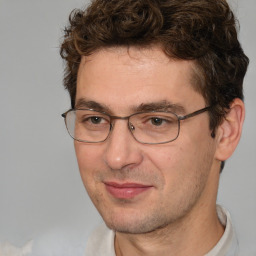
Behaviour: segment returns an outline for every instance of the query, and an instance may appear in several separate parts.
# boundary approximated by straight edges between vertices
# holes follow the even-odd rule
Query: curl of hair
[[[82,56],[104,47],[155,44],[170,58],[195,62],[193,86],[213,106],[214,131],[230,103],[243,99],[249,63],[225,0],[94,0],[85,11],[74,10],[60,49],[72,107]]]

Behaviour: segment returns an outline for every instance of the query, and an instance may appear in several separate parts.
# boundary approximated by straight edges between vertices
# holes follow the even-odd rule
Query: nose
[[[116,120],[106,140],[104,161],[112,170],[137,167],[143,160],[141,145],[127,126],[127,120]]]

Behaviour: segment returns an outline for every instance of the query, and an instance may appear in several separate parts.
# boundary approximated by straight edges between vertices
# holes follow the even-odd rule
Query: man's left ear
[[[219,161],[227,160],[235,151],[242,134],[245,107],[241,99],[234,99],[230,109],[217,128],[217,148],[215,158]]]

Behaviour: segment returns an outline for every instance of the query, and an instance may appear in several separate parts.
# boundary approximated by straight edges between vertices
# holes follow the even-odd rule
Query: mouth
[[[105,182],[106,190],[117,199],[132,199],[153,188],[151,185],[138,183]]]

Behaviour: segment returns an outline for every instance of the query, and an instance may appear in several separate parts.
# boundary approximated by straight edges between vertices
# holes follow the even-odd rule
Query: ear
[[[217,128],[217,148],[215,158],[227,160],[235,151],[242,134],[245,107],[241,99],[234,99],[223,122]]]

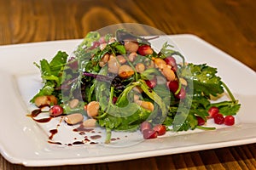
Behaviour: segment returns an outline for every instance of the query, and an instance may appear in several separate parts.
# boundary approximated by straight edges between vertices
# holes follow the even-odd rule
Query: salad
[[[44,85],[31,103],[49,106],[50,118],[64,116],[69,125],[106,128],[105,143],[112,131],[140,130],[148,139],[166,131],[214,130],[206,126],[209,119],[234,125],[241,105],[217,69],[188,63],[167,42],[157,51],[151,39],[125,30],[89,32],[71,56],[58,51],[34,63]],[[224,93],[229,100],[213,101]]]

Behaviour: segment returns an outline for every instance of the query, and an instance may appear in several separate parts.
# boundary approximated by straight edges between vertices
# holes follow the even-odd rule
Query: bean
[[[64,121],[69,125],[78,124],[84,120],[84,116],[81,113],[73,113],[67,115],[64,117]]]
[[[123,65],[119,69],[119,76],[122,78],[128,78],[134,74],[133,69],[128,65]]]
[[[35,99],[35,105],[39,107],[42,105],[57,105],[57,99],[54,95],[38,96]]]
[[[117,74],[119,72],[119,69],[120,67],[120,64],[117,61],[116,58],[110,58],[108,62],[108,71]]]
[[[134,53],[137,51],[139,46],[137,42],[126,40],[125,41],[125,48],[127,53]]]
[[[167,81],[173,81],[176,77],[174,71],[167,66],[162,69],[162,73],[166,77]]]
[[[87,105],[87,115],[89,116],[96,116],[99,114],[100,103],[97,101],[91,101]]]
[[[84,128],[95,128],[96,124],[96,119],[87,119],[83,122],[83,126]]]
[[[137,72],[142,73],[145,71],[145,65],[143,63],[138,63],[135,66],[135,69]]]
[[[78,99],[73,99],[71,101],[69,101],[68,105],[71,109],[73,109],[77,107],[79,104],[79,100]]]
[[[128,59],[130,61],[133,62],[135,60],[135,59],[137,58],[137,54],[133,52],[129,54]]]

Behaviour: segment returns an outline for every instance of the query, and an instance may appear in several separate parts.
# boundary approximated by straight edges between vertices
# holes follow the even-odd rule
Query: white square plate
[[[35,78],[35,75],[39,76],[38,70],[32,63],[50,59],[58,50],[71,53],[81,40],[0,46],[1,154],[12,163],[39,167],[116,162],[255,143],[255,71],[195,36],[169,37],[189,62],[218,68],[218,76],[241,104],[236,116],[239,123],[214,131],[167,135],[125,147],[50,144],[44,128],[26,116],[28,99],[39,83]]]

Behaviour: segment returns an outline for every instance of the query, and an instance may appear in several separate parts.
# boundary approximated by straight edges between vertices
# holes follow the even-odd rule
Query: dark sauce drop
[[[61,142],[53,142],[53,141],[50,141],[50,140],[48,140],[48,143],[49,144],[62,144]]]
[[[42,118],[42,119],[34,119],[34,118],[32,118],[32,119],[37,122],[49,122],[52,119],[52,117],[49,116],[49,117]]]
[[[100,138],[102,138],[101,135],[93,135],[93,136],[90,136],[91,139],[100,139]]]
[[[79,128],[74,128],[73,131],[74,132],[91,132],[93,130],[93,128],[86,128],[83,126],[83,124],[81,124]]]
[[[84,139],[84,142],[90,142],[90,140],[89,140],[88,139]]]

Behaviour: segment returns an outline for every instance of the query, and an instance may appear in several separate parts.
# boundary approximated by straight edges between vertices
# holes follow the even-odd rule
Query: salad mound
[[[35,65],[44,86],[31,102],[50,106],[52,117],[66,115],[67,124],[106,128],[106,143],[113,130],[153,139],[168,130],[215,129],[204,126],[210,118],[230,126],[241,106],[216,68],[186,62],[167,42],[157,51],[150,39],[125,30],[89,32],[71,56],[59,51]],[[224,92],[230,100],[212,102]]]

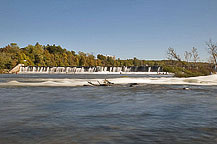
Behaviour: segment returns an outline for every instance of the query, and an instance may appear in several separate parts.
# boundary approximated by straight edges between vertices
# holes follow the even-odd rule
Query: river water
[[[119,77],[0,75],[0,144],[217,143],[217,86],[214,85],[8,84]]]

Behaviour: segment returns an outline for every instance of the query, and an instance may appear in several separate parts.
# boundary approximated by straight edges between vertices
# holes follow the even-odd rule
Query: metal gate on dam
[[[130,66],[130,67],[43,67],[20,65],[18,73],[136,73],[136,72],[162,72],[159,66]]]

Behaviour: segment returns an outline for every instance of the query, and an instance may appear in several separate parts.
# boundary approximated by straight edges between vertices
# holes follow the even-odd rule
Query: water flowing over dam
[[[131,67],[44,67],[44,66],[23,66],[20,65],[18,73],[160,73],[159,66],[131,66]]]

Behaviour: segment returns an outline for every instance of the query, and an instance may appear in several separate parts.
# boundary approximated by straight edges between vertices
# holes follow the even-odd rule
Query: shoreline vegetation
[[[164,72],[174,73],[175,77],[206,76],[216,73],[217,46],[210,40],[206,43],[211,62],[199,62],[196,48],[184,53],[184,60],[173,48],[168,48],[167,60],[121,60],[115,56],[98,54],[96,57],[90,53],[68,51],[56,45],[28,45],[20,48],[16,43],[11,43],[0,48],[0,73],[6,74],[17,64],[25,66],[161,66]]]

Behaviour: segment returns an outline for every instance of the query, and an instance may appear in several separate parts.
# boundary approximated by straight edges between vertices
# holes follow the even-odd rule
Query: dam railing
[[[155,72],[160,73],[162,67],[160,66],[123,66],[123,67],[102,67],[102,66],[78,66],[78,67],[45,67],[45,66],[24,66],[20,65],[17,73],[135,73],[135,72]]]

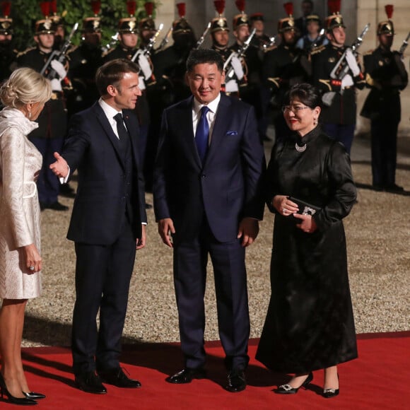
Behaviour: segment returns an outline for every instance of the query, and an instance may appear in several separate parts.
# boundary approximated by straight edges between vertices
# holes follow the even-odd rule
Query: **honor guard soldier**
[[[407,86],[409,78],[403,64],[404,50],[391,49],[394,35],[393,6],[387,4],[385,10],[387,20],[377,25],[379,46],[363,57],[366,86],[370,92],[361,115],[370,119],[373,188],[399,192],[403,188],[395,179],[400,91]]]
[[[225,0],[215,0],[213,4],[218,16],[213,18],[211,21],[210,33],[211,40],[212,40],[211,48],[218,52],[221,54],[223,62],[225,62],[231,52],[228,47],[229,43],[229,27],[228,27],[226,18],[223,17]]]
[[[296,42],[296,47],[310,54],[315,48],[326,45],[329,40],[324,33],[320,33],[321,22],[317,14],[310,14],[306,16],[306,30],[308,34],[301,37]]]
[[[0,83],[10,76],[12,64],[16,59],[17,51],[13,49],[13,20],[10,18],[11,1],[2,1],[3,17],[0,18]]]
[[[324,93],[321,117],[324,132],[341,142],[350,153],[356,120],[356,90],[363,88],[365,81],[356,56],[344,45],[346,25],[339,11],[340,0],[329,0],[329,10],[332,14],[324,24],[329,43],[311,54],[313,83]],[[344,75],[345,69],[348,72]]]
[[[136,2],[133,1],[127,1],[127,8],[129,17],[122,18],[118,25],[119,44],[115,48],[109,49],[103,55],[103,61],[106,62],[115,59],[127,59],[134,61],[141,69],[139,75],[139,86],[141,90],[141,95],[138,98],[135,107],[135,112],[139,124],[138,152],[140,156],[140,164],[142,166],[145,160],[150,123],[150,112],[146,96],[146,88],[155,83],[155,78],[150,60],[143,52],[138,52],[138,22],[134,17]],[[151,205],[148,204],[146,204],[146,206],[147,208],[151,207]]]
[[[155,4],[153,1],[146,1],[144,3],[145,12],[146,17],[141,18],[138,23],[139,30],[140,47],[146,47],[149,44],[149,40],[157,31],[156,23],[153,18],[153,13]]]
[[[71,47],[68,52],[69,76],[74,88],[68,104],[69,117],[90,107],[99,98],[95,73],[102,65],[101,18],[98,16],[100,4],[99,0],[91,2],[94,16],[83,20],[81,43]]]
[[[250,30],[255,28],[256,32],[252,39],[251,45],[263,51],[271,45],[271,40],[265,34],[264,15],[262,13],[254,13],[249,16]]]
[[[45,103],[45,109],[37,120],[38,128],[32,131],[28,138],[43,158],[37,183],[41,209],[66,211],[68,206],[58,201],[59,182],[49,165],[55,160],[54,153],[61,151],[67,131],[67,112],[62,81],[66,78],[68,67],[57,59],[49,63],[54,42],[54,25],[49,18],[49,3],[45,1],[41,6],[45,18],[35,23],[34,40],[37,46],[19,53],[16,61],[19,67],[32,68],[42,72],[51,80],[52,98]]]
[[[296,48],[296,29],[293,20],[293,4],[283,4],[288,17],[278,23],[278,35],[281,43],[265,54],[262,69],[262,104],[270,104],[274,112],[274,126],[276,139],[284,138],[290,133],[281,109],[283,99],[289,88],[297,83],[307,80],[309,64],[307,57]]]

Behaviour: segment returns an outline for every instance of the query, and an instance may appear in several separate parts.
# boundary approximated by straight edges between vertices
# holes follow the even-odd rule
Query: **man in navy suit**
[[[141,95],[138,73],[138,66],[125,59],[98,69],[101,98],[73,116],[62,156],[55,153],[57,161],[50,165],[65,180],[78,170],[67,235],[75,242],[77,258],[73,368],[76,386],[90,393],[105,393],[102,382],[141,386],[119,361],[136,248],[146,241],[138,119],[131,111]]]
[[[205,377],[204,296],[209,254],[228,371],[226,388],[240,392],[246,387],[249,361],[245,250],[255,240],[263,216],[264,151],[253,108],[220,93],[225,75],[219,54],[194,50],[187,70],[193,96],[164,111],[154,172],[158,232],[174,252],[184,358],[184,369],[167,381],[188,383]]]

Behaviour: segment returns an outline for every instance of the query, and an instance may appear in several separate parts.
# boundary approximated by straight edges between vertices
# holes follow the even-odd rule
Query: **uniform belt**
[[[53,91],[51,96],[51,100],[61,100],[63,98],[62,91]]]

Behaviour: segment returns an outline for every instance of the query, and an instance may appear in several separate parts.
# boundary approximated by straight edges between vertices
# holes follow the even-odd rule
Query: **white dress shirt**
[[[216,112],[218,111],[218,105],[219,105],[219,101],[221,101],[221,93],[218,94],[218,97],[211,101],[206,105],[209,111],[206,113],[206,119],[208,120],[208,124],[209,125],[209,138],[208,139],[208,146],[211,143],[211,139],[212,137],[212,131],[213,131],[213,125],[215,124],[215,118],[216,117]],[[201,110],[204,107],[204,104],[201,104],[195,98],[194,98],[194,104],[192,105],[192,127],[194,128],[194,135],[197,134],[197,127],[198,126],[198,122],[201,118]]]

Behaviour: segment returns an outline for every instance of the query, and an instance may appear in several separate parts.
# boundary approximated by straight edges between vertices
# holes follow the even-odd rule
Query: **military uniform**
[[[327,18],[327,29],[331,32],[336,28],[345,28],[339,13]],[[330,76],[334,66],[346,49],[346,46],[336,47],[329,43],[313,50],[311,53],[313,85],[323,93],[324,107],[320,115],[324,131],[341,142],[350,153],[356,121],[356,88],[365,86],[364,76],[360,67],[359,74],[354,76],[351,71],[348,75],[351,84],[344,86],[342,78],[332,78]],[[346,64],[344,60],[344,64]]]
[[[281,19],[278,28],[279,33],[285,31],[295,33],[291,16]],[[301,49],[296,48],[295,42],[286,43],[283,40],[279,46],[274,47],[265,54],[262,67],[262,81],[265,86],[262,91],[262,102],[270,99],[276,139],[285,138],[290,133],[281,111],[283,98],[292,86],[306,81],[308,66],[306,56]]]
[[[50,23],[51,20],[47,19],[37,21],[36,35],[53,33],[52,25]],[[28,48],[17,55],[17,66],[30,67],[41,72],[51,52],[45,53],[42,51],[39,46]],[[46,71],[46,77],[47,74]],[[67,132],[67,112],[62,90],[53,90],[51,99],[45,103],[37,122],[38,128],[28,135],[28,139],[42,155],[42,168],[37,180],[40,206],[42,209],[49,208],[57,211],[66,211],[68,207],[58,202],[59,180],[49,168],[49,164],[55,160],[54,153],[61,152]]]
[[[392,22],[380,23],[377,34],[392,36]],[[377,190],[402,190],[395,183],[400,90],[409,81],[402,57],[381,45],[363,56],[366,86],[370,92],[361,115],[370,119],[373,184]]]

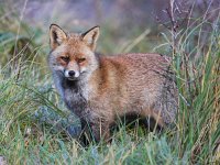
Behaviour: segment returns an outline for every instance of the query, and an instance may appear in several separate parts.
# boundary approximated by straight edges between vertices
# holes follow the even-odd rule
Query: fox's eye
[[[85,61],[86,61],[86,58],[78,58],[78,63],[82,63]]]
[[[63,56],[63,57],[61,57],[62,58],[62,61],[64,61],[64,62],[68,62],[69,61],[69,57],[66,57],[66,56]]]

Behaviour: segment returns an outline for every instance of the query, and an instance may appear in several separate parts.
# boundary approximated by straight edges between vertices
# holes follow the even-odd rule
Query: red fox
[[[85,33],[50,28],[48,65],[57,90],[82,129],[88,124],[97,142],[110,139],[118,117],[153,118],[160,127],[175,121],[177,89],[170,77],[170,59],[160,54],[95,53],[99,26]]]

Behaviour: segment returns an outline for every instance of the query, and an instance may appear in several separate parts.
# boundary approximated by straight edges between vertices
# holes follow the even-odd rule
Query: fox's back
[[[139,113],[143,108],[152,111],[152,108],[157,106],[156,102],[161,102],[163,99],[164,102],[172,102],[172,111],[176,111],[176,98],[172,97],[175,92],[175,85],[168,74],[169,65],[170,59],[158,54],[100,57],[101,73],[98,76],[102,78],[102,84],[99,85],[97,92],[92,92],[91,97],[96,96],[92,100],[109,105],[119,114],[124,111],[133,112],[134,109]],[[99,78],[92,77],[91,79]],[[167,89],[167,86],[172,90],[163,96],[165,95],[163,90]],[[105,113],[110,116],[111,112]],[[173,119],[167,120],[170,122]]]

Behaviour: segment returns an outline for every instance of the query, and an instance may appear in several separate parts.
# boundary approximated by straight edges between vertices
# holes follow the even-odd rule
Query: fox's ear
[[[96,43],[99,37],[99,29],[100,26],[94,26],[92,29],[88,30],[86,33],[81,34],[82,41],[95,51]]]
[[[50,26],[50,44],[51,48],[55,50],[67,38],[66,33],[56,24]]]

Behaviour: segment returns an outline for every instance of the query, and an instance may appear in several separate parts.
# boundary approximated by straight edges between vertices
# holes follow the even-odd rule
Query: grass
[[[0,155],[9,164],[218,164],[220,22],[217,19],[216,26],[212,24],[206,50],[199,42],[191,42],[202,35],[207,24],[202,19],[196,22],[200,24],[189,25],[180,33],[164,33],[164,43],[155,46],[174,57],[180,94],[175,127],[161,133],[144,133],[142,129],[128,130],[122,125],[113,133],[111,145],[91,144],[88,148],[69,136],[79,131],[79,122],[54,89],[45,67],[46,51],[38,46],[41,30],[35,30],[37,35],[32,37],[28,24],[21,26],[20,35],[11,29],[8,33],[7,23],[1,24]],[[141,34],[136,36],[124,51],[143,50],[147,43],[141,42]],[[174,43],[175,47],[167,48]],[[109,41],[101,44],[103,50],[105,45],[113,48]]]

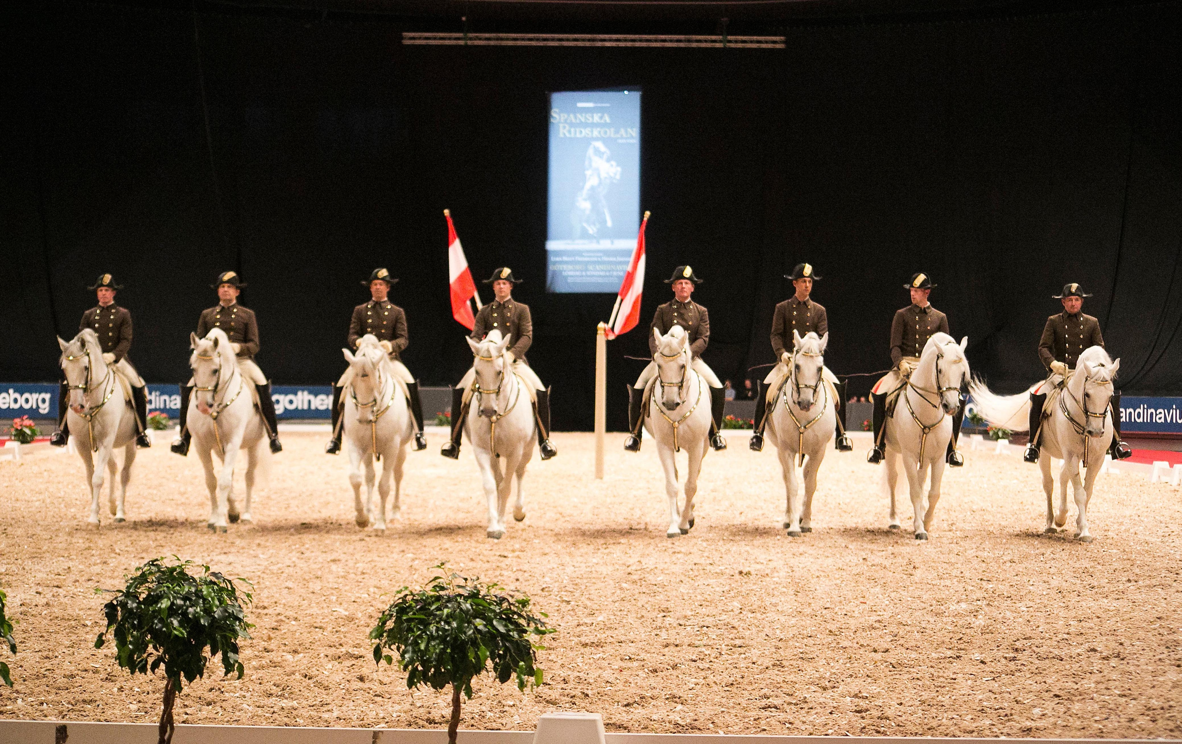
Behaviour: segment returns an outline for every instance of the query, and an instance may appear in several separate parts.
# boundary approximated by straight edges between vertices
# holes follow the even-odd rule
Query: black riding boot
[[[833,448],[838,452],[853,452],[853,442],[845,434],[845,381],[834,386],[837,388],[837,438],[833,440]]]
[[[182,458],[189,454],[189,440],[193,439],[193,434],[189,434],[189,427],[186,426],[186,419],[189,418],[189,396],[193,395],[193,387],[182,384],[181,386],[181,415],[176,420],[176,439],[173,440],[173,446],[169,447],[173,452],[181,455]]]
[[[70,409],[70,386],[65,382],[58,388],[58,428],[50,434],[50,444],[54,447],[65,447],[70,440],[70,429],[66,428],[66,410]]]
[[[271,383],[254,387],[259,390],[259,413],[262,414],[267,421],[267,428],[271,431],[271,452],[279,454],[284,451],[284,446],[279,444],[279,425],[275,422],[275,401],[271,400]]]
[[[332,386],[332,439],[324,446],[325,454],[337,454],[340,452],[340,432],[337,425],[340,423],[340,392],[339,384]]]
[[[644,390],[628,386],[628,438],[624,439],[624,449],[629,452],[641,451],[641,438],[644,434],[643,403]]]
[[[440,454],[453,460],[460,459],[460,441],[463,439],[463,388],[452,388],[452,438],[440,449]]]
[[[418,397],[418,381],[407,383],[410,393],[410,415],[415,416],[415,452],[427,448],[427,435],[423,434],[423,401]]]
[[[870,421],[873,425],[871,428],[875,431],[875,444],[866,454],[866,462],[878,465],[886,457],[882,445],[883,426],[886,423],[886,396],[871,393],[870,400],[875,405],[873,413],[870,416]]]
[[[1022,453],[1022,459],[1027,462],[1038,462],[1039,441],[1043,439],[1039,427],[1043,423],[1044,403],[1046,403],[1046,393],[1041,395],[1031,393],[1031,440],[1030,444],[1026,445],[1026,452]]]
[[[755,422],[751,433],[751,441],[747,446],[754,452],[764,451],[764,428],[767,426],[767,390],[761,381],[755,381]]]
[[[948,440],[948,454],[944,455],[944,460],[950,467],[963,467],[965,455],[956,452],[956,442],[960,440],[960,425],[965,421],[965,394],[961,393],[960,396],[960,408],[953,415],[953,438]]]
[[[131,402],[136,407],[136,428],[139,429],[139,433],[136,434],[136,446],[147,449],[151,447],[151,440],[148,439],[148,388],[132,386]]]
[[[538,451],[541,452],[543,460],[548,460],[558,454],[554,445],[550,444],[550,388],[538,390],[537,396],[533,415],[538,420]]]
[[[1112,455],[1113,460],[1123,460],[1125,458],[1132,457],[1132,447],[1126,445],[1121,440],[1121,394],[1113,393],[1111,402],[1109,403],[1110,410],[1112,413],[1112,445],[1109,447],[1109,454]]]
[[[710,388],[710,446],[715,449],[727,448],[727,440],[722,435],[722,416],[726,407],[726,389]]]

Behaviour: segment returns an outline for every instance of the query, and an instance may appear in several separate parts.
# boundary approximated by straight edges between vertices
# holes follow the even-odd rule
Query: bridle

____

- [AIM]:
Count the lines above that contain the word "uniform" and reply with only the number.

- [PROBLEM SOLUTION]:
2